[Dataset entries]
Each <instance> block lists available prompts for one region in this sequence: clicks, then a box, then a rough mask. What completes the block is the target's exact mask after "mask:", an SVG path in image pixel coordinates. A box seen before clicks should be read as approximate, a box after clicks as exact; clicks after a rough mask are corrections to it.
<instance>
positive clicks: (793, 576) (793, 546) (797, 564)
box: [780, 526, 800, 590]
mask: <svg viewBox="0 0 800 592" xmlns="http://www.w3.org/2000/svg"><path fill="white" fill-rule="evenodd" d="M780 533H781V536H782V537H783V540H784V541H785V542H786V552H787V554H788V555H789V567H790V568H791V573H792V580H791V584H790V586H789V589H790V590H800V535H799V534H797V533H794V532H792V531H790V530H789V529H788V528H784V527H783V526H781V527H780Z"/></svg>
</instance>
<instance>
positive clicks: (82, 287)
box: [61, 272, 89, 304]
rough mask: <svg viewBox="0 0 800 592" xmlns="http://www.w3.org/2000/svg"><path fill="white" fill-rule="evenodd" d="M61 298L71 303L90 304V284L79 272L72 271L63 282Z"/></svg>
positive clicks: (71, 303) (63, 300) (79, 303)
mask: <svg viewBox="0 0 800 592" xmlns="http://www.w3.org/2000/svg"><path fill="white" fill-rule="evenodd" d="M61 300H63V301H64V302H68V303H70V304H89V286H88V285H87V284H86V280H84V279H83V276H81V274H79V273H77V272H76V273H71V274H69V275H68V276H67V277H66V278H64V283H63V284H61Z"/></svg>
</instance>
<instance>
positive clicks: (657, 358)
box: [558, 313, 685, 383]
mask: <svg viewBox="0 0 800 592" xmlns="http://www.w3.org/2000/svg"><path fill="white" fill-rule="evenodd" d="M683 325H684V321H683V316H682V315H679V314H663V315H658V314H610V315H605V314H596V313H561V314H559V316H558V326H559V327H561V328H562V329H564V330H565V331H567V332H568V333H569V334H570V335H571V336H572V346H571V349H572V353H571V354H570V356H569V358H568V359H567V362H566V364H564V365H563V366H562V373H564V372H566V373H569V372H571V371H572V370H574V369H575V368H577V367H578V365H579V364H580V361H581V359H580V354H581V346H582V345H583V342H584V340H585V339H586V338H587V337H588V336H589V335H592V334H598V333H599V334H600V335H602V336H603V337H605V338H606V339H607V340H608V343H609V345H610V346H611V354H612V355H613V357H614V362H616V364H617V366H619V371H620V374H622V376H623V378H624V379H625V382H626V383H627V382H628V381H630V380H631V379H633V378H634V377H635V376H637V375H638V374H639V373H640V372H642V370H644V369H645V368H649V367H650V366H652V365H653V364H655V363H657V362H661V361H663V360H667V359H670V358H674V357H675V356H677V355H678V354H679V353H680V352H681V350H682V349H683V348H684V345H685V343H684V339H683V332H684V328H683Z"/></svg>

_TASK TO CARRY OUT_. Your answer should be the exact lines above from the one with "positive clicks: (793, 576)" through the one with "positive clicks: (657, 358)", both included, and nothing besides.

_WRITTEN ANSWER_.
positive clicks: (793, 576) (793, 546) (797, 564)
box: [780, 526, 800, 590]
mask: <svg viewBox="0 0 800 592" xmlns="http://www.w3.org/2000/svg"><path fill="white" fill-rule="evenodd" d="M780 533H781V536H782V537H783V540H784V541H785V542H786V552H787V554H788V555H789V567H790V568H791V573H792V580H791V584H790V586H789V589H790V590H800V535H799V534H797V533H794V532H792V531H790V530H789V529H788V528H784V527H783V526H781V527H780Z"/></svg>
</instance>
<instance>
positive clicks: (82, 287)
box: [61, 272, 89, 304]
rough mask: <svg viewBox="0 0 800 592" xmlns="http://www.w3.org/2000/svg"><path fill="white" fill-rule="evenodd" d="M61 298L71 303L90 304V284L79 272L72 271L63 282Z"/></svg>
positive clicks: (71, 303) (63, 300) (79, 303)
mask: <svg viewBox="0 0 800 592" xmlns="http://www.w3.org/2000/svg"><path fill="white" fill-rule="evenodd" d="M61 300H63V301H64V302H68V303H70V304H89V286H88V285H87V284H86V280H84V279H83V276H81V274H79V273H77V272H76V273H71V274H69V275H68V276H67V277H66V278H64V283H63V284H61Z"/></svg>
</instance>
<instance>
positive clicks: (657, 358)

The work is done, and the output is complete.